▸ **Exercise passage**:
────────
The road to immortality

Sheffield Town Hall (Wikipedia)
Sheffield Town Hall (Wikipedia)

The Sheffield Council has decided not to change the street names which commemorate historical figures who were involved in slavery in years gone by. There have been some changes elsewhere, however, and it seems logical that they be replaced by the names of those Jews who had played a major part in supporting British rulers. and their fellow citizens, to the benefit of the country in the past.

We should therefore have De Medina Street to remember Sir Solomon de Medina who helped win the War of the Spanish Succession and Suasso Avenue for Francisco Lopez Suasso, who financed William III when he invaded England in 1688. Lopez Crescent would be appropriate for the Jewish Banker, Menassah Lopez, who held up the pound during the invasion by the Old Pretender in 1715 and Gideon Road for Samson Gideon who did the same when Bonnie Prince Charlie invaded in 1745.

Rothschild Place would recognise the support the family gave the government, raising money to fight the Napoleonic Wars and for finding the money for Disraeli to buy the Suez Canal.

Admirable as was the abolition of slavery by William Wilberforce, the slave owners still had to be compensated and the Rothschilds raised the money for that as well. It cost more than anything before the recent financial crisis.

There is a strong case for Vane Village to remember Sir John Robert Vane, who won the Nobel prize for medicine in 1982 for, as you know, introducing angiotensin-converting-enzyme inhibitors which have helped people all over the world to reduce their blood pressure and avoid strokes.

We can also make a case for Herbert Brown Drive to mark the contribution to the development of pesticides for which Professor Brown gained the Nobel prize for chemistry in 1979.

There are Wolfson Colleges in Oxford and Cambridge but a Wolfson Close in the West End of London would be a fitting memorial to Sir Isaac whose charitable work was vast.

Goodman Terrace would also be a proper recognition of Lord Arnold Goodman’s bill to provide methods of transportation for the disabled. Over three million people have benefited over the years.

In the City of London we obviously need Ricardo Buildings to recognise the important contribution that David Ricardo made to economics in the 18th century and as Christmas is a favourite festival, we need Tuck Cuttings to recall that it was the Tuck family who invented cheap Christmas cards, jigsaw puzzles and Valentine cards from their small shop in Whitechapel when the cost of postage was even less than emails.

Menuhin Lane would be a lasting memorial to Sir Yehudi Menuhim, the great violinist. We also need Silverman Cul de sac to remind us that it was Sydney Silverman MP whose private members bill led to its eventual abolition in 1967.

Well, that’s enough to be going on with, but as Shakespeare said “the evil that men do lives after them, The good is oft interred with their bones.”  But then there are Shakespeare Roads in Mill Hill, Brixton, Lambeth, Bedford, Herne Hill, Gillingham and Eastleigh, to name just a few. We’ve got some way to go.
────────
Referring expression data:

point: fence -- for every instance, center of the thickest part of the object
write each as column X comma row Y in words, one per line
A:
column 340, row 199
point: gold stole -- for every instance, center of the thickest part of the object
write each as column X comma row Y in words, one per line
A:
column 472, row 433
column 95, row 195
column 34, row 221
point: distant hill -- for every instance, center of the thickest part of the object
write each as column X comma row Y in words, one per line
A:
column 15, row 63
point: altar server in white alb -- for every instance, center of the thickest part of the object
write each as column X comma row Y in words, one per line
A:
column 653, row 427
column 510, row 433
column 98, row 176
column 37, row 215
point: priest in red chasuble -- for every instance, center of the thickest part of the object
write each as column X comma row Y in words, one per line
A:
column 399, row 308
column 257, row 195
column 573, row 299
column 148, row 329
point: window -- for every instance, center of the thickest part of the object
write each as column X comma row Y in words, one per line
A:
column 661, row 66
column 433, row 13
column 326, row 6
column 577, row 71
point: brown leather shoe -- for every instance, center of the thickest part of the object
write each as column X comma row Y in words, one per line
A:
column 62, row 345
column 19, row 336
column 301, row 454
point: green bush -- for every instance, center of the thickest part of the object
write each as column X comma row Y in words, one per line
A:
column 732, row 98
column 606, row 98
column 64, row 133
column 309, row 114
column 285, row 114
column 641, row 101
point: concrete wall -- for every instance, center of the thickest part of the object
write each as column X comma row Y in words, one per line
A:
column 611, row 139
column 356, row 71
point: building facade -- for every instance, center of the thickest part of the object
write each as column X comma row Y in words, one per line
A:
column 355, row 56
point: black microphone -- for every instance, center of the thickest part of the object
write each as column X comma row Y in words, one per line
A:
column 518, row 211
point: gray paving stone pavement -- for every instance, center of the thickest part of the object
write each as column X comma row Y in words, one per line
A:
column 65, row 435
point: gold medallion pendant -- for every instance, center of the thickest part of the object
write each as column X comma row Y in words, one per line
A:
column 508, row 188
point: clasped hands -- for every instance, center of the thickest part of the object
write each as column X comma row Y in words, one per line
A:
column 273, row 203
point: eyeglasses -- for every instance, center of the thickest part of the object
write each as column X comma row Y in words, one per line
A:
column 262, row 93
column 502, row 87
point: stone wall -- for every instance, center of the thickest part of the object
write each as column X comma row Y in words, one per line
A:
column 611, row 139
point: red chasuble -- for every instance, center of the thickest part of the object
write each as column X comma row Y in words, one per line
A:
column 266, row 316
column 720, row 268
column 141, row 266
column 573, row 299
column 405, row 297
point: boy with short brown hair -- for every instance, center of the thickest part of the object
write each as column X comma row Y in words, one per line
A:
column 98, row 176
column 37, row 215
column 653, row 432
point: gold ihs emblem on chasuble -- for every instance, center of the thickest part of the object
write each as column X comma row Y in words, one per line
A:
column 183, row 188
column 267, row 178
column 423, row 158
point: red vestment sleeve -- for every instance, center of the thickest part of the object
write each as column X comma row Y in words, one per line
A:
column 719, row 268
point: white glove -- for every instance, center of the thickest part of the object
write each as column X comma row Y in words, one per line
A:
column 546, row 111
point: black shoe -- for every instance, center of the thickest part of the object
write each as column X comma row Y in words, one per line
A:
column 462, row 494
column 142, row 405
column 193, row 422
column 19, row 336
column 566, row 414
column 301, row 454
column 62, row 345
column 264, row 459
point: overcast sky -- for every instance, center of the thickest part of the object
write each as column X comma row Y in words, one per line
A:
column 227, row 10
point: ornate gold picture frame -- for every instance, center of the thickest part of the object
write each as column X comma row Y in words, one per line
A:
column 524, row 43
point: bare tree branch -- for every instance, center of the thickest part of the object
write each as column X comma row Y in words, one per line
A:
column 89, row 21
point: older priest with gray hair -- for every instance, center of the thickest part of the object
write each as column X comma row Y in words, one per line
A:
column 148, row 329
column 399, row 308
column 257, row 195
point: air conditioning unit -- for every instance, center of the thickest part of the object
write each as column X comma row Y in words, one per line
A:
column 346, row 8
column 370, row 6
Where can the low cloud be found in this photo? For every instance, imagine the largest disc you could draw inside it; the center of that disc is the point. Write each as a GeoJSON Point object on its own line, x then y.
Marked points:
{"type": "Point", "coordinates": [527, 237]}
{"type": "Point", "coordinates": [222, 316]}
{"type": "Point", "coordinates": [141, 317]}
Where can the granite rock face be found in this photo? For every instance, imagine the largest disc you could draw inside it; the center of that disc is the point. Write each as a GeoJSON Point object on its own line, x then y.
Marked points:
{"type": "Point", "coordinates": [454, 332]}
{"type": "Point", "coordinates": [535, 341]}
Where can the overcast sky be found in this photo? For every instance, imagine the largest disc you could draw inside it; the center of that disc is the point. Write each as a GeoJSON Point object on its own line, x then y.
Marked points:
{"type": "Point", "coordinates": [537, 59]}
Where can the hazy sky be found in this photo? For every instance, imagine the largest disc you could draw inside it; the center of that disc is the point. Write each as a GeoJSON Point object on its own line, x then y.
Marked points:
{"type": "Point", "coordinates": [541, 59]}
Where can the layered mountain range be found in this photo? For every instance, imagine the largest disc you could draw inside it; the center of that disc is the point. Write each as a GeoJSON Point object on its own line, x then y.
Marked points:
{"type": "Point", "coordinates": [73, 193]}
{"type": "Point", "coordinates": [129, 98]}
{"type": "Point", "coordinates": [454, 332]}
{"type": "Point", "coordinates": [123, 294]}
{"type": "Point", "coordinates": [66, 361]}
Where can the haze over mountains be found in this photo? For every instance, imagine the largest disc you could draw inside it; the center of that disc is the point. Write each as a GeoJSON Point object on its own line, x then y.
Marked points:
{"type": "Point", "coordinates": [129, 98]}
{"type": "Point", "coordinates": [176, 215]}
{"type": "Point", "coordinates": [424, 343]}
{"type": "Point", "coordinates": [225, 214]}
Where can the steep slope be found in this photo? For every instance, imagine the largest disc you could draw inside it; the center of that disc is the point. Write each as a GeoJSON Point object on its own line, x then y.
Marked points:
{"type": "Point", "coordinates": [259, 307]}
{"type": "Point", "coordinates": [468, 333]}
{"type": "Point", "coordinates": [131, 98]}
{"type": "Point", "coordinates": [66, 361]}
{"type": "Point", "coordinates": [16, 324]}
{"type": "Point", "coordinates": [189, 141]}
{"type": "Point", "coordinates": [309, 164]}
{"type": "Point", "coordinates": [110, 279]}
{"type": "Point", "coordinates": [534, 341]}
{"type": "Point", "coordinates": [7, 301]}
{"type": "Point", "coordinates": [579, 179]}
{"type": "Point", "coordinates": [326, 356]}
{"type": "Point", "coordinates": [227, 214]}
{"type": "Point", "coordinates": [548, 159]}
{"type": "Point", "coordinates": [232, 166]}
────────
▸ **Assignment 1**:
Answer these from the street-names piece:
(a) In what year did Sir John Robert Vane win the Nobel prize for medicine?
(b) Who financed William III when he invaded England in 1688?
(c) Where was the Tuck family's small shop?
▸ **Assignment 2**: From the street-names piece, extract the stretch from "Admirable as was" through "and avoid strokes.".

▸ **Your response 1**:
(a) 1982
(b) Francisco Lopez Suasso
(c) Whitechapel

▸ **Your response 2**:
Admirable as was the abolition of slavery by William Wilberforce, the slave owners still had to be compensated and the Rothschilds raised the money for that as well. It cost more than anything before the recent financial crisis.

There is a strong case for Vane Village to remember Sir John Robert Vane, who won the Nobel prize for medicine in 1982 for, as you know, introducing angiotensin-converting-enzyme inhibitors which have helped people all over the world to reduce their blood pressure and avoid strokes.